-- begin --

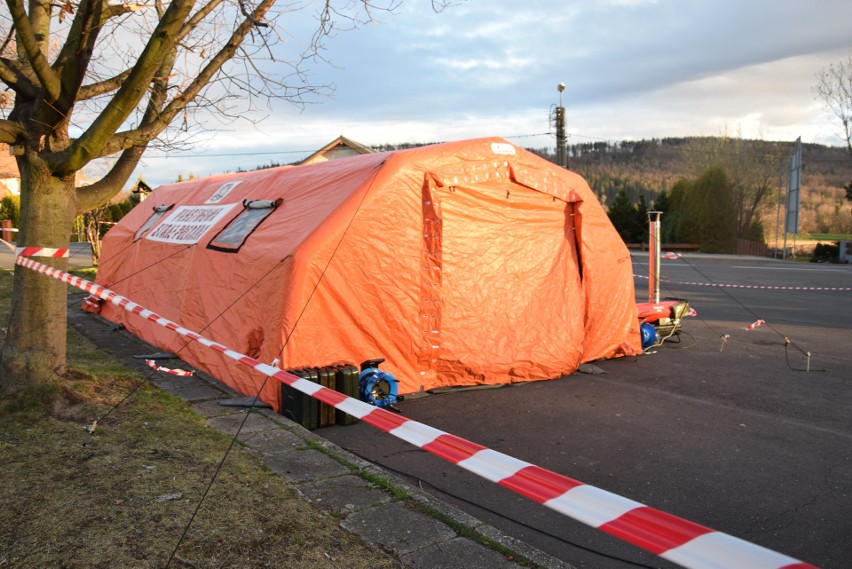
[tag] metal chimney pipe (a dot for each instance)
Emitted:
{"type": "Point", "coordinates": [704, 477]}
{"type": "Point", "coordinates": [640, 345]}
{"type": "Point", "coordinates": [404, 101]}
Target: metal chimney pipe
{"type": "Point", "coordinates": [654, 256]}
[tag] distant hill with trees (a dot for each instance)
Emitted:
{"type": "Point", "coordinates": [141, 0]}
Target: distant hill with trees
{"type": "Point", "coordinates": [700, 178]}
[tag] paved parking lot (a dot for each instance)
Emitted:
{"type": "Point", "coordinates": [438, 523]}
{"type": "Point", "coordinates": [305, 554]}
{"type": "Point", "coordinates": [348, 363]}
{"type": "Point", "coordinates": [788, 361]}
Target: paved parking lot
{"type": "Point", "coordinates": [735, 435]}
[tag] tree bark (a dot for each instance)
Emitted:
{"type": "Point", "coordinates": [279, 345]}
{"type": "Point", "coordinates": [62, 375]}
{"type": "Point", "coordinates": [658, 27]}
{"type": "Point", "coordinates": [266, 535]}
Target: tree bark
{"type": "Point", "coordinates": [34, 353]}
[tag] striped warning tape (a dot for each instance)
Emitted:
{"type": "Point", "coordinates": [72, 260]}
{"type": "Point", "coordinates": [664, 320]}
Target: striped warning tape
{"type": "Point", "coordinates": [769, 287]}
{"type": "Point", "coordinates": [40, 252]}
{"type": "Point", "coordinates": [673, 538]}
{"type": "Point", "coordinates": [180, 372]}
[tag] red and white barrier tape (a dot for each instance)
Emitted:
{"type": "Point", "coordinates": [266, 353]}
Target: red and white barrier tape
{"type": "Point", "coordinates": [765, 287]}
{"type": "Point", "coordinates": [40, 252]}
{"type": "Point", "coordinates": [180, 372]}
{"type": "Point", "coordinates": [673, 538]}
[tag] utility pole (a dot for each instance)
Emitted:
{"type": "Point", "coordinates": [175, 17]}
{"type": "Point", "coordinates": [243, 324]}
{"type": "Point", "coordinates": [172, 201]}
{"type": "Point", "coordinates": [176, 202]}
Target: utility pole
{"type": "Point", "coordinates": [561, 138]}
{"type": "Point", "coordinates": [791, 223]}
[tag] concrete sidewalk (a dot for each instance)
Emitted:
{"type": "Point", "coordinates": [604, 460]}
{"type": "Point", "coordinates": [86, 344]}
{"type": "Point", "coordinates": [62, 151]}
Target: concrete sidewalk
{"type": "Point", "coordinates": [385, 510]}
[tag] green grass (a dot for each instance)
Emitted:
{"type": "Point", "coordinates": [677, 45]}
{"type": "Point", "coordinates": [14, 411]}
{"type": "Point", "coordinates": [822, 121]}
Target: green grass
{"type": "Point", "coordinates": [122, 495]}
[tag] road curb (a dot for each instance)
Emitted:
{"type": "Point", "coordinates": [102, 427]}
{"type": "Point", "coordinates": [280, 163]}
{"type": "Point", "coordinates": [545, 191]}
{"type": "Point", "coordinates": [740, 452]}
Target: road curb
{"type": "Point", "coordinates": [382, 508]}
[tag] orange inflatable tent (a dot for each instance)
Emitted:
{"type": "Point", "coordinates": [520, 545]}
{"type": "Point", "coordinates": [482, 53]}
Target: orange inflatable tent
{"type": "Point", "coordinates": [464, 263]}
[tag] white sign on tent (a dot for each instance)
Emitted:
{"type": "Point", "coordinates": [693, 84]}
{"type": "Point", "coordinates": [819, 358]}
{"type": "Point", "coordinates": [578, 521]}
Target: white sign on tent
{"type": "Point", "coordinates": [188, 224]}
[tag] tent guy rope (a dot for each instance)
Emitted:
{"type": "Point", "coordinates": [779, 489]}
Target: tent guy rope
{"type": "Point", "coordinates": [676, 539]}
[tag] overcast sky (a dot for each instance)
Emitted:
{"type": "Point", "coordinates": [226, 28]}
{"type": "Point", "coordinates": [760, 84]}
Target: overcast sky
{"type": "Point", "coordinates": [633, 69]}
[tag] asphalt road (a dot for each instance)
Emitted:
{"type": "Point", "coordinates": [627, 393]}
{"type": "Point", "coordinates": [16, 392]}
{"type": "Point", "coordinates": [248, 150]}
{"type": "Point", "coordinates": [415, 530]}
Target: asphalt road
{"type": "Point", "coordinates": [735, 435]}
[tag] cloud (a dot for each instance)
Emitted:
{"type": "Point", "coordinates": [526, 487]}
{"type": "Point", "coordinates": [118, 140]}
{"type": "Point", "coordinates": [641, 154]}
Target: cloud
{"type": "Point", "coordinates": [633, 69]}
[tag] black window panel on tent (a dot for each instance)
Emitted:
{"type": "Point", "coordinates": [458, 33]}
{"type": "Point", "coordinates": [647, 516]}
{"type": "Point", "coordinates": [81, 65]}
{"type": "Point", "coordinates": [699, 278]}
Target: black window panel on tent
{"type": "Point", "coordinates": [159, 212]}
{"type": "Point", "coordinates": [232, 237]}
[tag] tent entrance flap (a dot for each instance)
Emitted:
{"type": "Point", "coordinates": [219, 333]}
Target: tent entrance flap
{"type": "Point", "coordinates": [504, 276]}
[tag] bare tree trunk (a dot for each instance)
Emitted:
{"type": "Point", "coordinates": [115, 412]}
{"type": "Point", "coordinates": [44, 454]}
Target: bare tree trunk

-- end --

EXERCISE DESCRIPTION: Extract the text of all the records above verbatim, excluding pictures.

OUTPUT OF THE EXERCISE:
[tag] metal chimney pipe (a dot for each instance)
Emitted:
{"type": "Point", "coordinates": [704, 477]}
{"type": "Point", "coordinates": [640, 345]}
{"type": "Point", "coordinates": [404, 101]}
Target: metal chimney pipe
{"type": "Point", "coordinates": [654, 256]}
[tag] distant hill with trees (a dot for each instance)
Emitted:
{"type": "Point", "coordinates": [141, 0]}
Target: distant hill with trees
{"type": "Point", "coordinates": [700, 178]}
[tag] paved parking lot (a dot for each instance)
Emitted:
{"type": "Point", "coordinates": [438, 523]}
{"type": "Point", "coordinates": [305, 554]}
{"type": "Point", "coordinates": [348, 363]}
{"type": "Point", "coordinates": [788, 361]}
Target: paved parking lot
{"type": "Point", "coordinates": [735, 435]}
[tag] tree bark (a dot for each instance)
Emitted:
{"type": "Point", "coordinates": [279, 345]}
{"type": "Point", "coordinates": [62, 375]}
{"type": "Point", "coordinates": [658, 27]}
{"type": "Point", "coordinates": [266, 535]}
Target: tree bark
{"type": "Point", "coordinates": [34, 353]}
[tag] striped warning tape (a dot for each instance)
Emitted:
{"type": "Point", "coordinates": [72, 260]}
{"type": "Point", "coordinates": [664, 320]}
Target: striped warning tape
{"type": "Point", "coordinates": [769, 287]}
{"type": "Point", "coordinates": [40, 252]}
{"type": "Point", "coordinates": [673, 538]}
{"type": "Point", "coordinates": [180, 372]}
[tag] red and white barrier tape (a dot for each instance)
Emitted:
{"type": "Point", "coordinates": [266, 353]}
Target: red and white barrier tape
{"type": "Point", "coordinates": [765, 287]}
{"type": "Point", "coordinates": [40, 252]}
{"type": "Point", "coordinates": [180, 372]}
{"type": "Point", "coordinates": [673, 538]}
[tag] utility pole (a dot for each instance)
Emitted:
{"type": "Point", "coordinates": [175, 17]}
{"type": "Point", "coordinates": [243, 324]}
{"type": "Point", "coordinates": [172, 201]}
{"type": "Point", "coordinates": [176, 202]}
Target: utility pole
{"type": "Point", "coordinates": [561, 138]}
{"type": "Point", "coordinates": [791, 223]}
[tag] concrete sidewalk (a dot for each instance)
Emitted:
{"type": "Point", "coordinates": [604, 460]}
{"type": "Point", "coordinates": [86, 344]}
{"type": "Point", "coordinates": [62, 151]}
Target: concrete sidewalk
{"type": "Point", "coordinates": [385, 510]}
[tag] green grass (a dot for each instance)
Emitted:
{"type": "Point", "coordinates": [677, 45]}
{"type": "Point", "coordinates": [14, 411]}
{"type": "Point", "coordinates": [822, 121]}
Target: green grass
{"type": "Point", "coordinates": [122, 495]}
[tag] road curb (a dot for each instance)
Emitted:
{"type": "Point", "coordinates": [102, 427]}
{"type": "Point", "coordinates": [280, 163]}
{"type": "Point", "coordinates": [545, 191]}
{"type": "Point", "coordinates": [740, 452]}
Target: road curb
{"type": "Point", "coordinates": [382, 508]}
[tag] orange inflatable tent (a dot for each instance)
Emitted:
{"type": "Point", "coordinates": [520, 545]}
{"type": "Point", "coordinates": [482, 53]}
Target: orange inflatable tent
{"type": "Point", "coordinates": [464, 263]}
[tag] white sign on tent (a dot for each instance)
Emitted:
{"type": "Point", "coordinates": [693, 84]}
{"type": "Point", "coordinates": [819, 358]}
{"type": "Point", "coordinates": [578, 521]}
Target: white sign on tent
{"type": "Point", "coordinates": [188, 224]}
[tag] tent guy rope (a dot for each instance)
Emitted:
{"type": "Point", "coordinates": [779, 489]}
Target: tent guy rope
{"type": "Point", "coordinates": [676, 539]}
[tag] overcast sky (a dot for each instance)
Emitted:
{"type": "Point", "coordinates": [226, 28]}
{"type": "Point", "coordinates": [760, 84]}
Target: overcast sky
{"type": "Point", "coordinates": [633, 69]}
[tag] asphalt road (a dot for each instance)
Emitted:
{"type": "Point", "coordinates": [627, 393]}
{"type": "Point", "coordinates": [16, 392]}
{"type": "Point", "coordinates": [248, 150]}
{"type": "Point", "coordinates": [415, 530]}
Target: asphalt road
{"type": "Point", "coordinates": [735, 435]}
[tag] cloud (a dot for each instance)
Emitted:
{"type": "Point", "coordinates": [526, 487]}
{"type": "Point", "coordinates": [118, 140]}
{"type": "Point", "coordinates": [641, 154]}
Target: cloud
{"type": "Point", "coordinates": [633, 69]}
[tag] black window panel on tent (a dot for each instance)
Emitted:
{"type": "Point", "coordinates": [458, 33]}
{"type": "Point", "coordinates": [647, 516]}
{"type": "Point", "coordinates": [81, 65]}
{"type": "Point", "coordinates": [699, 278]}
Target: black window panel on tent
{"type": "Point", "coordinates": [159, 212]}
{"type": "Point", "coordinates": [232, 237]}
[tag] tent entrance flap (a dot for each instance)
Emitted:
{"type": "Point", "coordinates": [219, 333]}
Target: tent entrance flap
{"type": "Point", "coordinates": [504, 276]}
[tag] bare tree trunk (a dot for each instance)
Emitted:
{"type": "Point", "coordinates": [115, 412]}
{"type": "Point", "coordinates": [44, 454]}
Target: bare tree trunk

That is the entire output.